The input: Begin

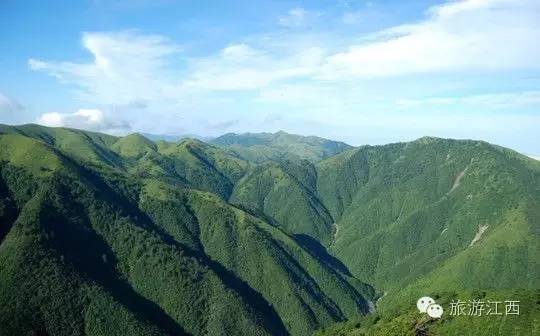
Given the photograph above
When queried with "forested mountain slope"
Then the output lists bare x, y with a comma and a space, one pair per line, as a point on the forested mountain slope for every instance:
128, 238
263, 147
260, 234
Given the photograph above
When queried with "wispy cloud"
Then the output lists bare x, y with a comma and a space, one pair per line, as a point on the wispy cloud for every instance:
516, 99
468, 34
317, 76
296, 17
89, 119
8, 106
126, 67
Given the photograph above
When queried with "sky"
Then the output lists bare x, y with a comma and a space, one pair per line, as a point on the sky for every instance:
364, 72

The input: End

• **Prompt**:
Find the word "When" in the records, and report each line that has it.

• **Answer section**:
When queried with "forested mountain slope"
When queried with "wispy cloud"
When queried with "sky"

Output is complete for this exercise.